Exercise instructions »
Would you please retype, exactly, the lines of the listing below between the line with "Target: dark t-shirt" and the line with "An instance of the hanging", inclusive?

Supplied entries »
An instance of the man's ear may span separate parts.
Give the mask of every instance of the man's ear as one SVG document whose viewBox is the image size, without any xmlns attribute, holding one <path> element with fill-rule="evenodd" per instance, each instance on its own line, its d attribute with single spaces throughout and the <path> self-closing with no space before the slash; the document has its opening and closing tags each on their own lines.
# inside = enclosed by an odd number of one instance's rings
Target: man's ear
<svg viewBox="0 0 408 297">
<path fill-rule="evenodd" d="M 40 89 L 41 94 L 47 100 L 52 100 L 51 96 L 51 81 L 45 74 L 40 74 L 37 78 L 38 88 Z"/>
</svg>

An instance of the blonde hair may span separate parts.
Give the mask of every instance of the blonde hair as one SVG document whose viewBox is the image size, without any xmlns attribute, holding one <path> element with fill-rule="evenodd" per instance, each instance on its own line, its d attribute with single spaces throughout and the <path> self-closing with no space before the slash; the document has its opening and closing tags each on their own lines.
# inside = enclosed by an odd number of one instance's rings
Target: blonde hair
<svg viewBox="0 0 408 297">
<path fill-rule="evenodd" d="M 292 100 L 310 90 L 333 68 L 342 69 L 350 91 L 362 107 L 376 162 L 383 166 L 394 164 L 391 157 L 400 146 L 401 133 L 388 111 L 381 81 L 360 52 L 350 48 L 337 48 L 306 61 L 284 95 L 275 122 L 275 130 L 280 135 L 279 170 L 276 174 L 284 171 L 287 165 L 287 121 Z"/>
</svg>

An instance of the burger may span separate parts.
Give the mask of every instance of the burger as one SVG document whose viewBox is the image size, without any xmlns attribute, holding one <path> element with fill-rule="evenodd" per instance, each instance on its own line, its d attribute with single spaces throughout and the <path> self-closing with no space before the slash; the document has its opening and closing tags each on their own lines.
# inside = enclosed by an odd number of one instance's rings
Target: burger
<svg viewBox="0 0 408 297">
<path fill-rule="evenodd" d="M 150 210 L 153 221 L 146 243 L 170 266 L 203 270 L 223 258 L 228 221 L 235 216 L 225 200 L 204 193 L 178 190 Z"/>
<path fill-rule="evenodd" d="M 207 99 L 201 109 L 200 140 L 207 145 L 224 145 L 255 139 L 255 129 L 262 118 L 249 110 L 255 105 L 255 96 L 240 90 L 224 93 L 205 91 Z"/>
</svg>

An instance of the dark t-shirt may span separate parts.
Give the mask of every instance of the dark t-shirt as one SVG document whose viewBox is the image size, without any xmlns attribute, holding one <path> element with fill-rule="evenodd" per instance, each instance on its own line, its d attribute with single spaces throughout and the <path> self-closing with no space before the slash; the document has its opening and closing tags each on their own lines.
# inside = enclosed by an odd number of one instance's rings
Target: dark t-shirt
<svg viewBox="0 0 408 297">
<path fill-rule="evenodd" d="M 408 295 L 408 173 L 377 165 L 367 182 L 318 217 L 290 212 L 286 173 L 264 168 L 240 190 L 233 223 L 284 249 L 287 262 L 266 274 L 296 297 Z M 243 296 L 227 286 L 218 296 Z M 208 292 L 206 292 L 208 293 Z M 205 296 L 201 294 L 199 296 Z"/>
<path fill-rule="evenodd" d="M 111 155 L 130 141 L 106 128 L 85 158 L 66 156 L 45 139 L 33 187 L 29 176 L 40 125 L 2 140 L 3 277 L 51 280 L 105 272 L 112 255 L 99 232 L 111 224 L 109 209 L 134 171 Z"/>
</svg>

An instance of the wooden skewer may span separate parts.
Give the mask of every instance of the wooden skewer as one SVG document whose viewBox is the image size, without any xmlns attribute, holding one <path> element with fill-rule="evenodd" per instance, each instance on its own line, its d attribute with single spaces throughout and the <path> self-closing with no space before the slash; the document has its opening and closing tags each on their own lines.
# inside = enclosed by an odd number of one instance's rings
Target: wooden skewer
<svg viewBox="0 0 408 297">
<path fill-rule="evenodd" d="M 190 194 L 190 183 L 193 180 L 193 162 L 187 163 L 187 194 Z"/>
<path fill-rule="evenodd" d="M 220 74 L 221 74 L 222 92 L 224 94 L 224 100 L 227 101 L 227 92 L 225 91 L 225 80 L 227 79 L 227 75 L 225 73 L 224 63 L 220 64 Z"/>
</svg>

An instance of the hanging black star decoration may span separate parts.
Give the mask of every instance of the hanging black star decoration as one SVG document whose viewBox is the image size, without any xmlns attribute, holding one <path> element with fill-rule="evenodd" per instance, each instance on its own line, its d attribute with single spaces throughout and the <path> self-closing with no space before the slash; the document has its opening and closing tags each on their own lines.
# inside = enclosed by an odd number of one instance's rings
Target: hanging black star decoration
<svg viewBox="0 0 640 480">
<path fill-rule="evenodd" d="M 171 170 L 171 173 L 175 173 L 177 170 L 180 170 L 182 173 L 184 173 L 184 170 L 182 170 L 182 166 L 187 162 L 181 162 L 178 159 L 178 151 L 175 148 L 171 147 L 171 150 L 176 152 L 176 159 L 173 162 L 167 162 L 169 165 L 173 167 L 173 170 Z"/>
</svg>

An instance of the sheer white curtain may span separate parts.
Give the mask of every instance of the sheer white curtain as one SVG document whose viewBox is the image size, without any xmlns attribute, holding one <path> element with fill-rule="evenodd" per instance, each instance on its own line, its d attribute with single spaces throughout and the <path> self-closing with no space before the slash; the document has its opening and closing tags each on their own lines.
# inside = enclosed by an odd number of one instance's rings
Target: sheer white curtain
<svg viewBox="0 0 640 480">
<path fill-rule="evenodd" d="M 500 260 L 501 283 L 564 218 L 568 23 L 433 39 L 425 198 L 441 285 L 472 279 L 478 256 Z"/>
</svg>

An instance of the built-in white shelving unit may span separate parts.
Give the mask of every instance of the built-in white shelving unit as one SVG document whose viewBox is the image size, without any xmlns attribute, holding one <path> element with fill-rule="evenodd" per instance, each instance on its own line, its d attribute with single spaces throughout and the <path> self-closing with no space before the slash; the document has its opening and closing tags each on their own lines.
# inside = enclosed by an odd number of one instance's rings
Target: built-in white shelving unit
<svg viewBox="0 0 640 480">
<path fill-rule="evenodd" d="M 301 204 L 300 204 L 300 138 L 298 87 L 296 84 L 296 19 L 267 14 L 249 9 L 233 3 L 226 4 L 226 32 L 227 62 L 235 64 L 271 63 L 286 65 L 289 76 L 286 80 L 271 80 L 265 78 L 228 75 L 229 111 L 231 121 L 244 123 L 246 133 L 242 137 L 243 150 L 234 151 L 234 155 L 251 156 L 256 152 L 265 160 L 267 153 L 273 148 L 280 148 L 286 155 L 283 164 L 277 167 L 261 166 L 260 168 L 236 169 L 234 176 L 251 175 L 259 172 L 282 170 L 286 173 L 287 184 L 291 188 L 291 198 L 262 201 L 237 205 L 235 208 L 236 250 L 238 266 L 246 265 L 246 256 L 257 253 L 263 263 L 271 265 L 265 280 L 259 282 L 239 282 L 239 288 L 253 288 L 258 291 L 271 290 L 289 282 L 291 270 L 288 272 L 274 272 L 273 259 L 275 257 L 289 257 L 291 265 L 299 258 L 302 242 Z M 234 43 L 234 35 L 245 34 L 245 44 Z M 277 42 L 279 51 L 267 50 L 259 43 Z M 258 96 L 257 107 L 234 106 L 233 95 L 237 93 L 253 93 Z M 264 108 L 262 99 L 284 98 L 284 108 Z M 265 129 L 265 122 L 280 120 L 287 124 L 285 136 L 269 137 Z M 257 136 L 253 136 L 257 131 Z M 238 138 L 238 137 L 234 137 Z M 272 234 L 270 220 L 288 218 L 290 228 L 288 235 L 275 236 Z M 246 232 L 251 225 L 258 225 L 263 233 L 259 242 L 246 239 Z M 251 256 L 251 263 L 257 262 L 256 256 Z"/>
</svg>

Solution »
Target: dark t-shirt
<svg viewBox="0 0 408 297">
<path fill-rule="evenodd" d="M 408 295 L 408 173 L 377 165 L 367 182 L 318 217 L 290 212 L 286 173 L 264 168 L 240 190 L 233 223 L 284 249 L 287 262 L 266 274 L 296 297 Z M 243 296 L 227 286 L 218 296 Z M 208 292 L 206 292 L 208 293 Z M 205 296 L 201 294 L 199 296 Z"/>
<path fill-rule="evenodd" d="M 111 155 L 130 141 L 106 128 L 85 158 L 66 156 L 45 139 L 33 187 L 29 176 L 40 125 L 2 140 L 3 277 L 51 280 L 105 272 L 112 255 L 99 232 L 111 224 L 109 209 L 134 171 Z"/>
</svg>

An instance of the wooden skewer may span separate parts.
Give the mask of every instance of the wooden skewer as one SVG document whose viewBox is the image size, without any xmlns attribute, holding one <path> element with fill-rule="evenodd" per instance, each instance on its own line, its d attribute with single spaces throughout and the <path> self-closing with no space before the slash; the document has its opening and closing tags each on their own lines.
# inside = enclosed by an odd number of one instance's rings
Target: wooden skewer
<svg viewBox="0 0 408 297">
<path fill-rule="evenodd" d="M 190 194 L 190 183 L 193 180 L 193 162 L 187 163 L 187 194 Z"/>
<path fill-rule="evenodd" d="M 220 74 L 221 74 L 222 92 L 224 94 L 224 100 L 227 101 L 227 92 L 225 91 L 225 80 L 227 79 L 227 75 L 225 73 L 224 63 L 220 64 Z"/>
</svg>

An instance of the hanging black star decoration may span separate parts.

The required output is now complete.